Exercise material>
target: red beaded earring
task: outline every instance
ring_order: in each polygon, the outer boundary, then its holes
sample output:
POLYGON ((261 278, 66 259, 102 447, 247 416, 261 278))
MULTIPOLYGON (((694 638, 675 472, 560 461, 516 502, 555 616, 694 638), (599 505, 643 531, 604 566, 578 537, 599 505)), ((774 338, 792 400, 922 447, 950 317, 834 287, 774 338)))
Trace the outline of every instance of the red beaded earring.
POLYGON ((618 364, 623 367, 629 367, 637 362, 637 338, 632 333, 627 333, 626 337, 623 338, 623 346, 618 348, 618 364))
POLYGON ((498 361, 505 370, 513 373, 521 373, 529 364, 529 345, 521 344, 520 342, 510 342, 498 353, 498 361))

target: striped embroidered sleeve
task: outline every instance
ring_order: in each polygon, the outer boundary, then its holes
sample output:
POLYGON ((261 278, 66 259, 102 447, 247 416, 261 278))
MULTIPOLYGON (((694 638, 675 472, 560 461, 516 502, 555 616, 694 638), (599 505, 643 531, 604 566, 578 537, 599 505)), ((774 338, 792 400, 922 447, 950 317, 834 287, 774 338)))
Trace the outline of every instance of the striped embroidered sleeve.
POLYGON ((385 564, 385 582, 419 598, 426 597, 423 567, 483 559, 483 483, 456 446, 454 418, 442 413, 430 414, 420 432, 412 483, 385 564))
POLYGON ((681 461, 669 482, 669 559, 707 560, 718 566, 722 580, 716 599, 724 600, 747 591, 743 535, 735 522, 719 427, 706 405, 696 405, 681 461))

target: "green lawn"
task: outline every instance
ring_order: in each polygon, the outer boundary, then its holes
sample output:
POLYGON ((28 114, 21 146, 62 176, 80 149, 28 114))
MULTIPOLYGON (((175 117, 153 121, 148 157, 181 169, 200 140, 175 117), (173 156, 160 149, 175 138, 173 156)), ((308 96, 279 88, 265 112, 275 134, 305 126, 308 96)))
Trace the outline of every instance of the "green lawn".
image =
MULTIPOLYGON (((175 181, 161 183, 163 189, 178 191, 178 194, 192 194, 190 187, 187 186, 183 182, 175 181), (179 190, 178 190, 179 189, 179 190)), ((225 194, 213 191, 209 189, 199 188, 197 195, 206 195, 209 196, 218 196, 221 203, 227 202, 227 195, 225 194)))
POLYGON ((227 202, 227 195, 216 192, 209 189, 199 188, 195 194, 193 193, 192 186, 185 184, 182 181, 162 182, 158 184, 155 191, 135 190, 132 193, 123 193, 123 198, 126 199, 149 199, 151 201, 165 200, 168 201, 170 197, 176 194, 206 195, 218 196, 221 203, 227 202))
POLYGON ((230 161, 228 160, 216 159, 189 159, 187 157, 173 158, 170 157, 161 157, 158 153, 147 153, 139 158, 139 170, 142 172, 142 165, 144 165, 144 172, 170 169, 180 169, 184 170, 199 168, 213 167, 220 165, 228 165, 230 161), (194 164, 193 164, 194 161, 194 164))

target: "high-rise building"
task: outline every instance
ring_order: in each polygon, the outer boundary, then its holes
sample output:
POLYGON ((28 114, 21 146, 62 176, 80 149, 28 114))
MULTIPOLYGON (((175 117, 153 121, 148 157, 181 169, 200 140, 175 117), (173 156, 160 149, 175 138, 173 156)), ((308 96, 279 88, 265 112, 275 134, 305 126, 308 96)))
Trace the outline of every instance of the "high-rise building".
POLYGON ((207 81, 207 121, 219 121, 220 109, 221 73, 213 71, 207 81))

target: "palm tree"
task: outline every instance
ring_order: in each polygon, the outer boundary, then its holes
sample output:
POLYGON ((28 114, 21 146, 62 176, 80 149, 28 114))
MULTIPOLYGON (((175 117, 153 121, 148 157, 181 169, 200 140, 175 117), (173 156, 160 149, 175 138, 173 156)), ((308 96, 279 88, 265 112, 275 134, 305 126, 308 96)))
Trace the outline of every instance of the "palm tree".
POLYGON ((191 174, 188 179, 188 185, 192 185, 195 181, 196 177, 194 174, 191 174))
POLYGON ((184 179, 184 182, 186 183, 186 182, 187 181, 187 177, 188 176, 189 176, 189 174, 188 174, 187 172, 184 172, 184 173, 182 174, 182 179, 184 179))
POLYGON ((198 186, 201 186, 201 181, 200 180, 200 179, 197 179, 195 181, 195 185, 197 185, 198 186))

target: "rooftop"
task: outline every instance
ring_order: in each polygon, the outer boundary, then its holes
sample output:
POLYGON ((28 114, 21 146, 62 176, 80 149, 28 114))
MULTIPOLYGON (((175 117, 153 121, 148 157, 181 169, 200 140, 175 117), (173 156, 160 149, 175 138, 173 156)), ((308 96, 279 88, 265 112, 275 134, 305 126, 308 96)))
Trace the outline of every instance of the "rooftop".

Objective> Transcribe every entry exactly, omitting nothing.

Correct answer>
target: red beaded earring
task: outline every instance
ring_order: in each polygon, the outer boundary, then its holes
sample output:
POLYGON ((261 278, 66 259, 102 447, 247 416, 261 278))
MULTIPOLYGON (((694 638, 675 472, 560 461, 516 502, 555 616, 694 638), (599 505, 643 531, 604 566, 578 537, 599 505)), ((774 338, 792 400, 922 447, 950 317, 834 287, 774 338)))
Trace the outline of every instance of the red beaded earring.
POLYGON ((618 364, 623 367, 629 367, 637 362, 637 338, 632 333, 627 333, 626 337, 623 338, 623 346, 618 348, 618 364))
POLYGON ((498 361, 505 370, 513 373, 521 373, 529 364, 529 345, 521 344, 520 342, 510 342, 498 353, 498 361))

target: striped embroidered sleeve
task: outline every instance
ring_order: in each polygon, the outer boundary, then its holes
sample output:
POLYGON ((261 278, 66 259, 102 447, 247 416, 261 278))
MULTIPOLYGON (((694 638, 675 472, 560 461, 516 502, 555 616, 694 638), (599 505, 643 531, 604 566, 578 537, 599 505)), ((774 338, 792 400, 922 447, 950 317, 834 287, 774 338)))
Trace the outline of every instance of the striped embroidered sleeve.
POLYGON ((385 564, 385 582, 419 598, 426 597, 423 567, 483 559, 483 483, 456 446, 454 418, 442 413, 430 414, 420 432, 412 483, 385 564))
POLYGON ((681 461, 669 482, 669 559, 707 560, 718 566, 722 580, 716 599, 724 600, 747 591, 743 535, 735 522, 719 427, 706 405, 696 405, 681 461))

target: "green lawn"
task: outline every instance
ring_order: in each polygon, the outer boundary, then its holes
sample output:
POLYGON ((28 114, 21 146, 62 176, 80 149, 28 114))
MULTIPOLYGON (((175 117, 153 121, 148 157, 181 169, 200 140, 175 117), (173 156, 160 149, 175 138, 173 156)), ((308 96, 279 88, 265 112, 275 134, 305 126, 308 96)))
Trace the outline of every instance of the "green lawn".
image =
MULTIPOLYGON (((175 181, 161 183, 163 189, 178 191, 178 194, 192 194, 190 187, 187 186, 183 182, 175 181), (179 190, 178 190, 179 189, 179 190)), ((225 194, 213 191, 209 189, 199 188, 197 195, 206 195, 209 196, 218 196, 221 203, 227 202, 227 195, 225 194)))
POLYGON ((227 202, 227 195, 216 192, 209 189, 199 188, 195 194, 193 193, 192 186, 185 184, 182 181, 162 182, 158 184, 155 191, 135 190, 132 193, 123 193, 123 198, 126 199, 149 199, 151 201, 165 200, 168 201, 170 197, 176 194, 206 195, 218 196, 221 203, 227 202))
POLYGON ((230 161, 228 160, 216 159, 189 159, 187 157, 173 158, 170 157, 161 157, 158 153, 147 153, 139 158, 139 170, 142 172, 142 165, 144 165, 144 172, 170 169, 180 169, 184 170, 199 168, 213 167, 220 165, 228 165, 230 161), (194 164, 193 164, 194 161, 194 164))

target: "high-rise building"
task: outline every instance
ring_order: in each polygon, the outer boundary, then its holes
sample output:
POLYGON ((28 114, 21 146, 62 176, 80 149, 28 114))
MULTIPOLYGON (((175 117, 153 121, 148 157, 181 169, 200 140, 175 117), (173 156, 160 149, 175 138, 173 156)), ((308 96, 279 88, 265 112, 275 134, 305 126, 308 96)))
Trace the outline of every instance of the "high-rise building".
POLYGON ((207 81, 207 121, 219 121, 220 109, 221 73, 213 71, 207 81))

target: "palm tree"
task: outline every instance
ring_order: in each polygon, the outer boundary, then its holes
sample output:
POLYGON ((28 114, 21 146, 62 176, 80 149, 28 114))
MULTIPOLYGON (((175 117, 153 121, 148 157, 181 169, 200 140, 175 117), (173 156, 160 149, 175 138, 173 156)), ((308 96, 279 88, 265 112, 275 134, 305 126, 308 96)))
Trace the outline of every instance of the "palm tree".
POLYGON ((191 174, 188 179, 188 185, 192 185, 195 181, 196 177, 194 174, 191 174))
POLYGON ((184 179, 184 182, 186 183, 186 182, 187 181, 187 177, 188 176, 189 176, 189 174, 188 174, 187 172, 184 172, 184 173, 182 174, 182 179, 184 179))
POLYGON ((198 186, 201 186, 201 181, 200 180, 200 179, 197 179, 195 181, 195 185, 197 185, 198 186))

target: "rooftop"
task: outline every instance
ring_order: in each polygon, the outer boundary, then its holes
sample output:
POLYGON ((28 114, 21 146, 62 176, 80 149, 28 114))
MULTIPOLYGON (((175 117, 153 121, 148 157, 181 169, 200 140, 175 117), (173 156, 160 149, 175 138, 173 156)), ((308 96, 279 88, 265 112, 275 134, 305 126, 308 96)))
Trace the outline of every instance of the "rooftop".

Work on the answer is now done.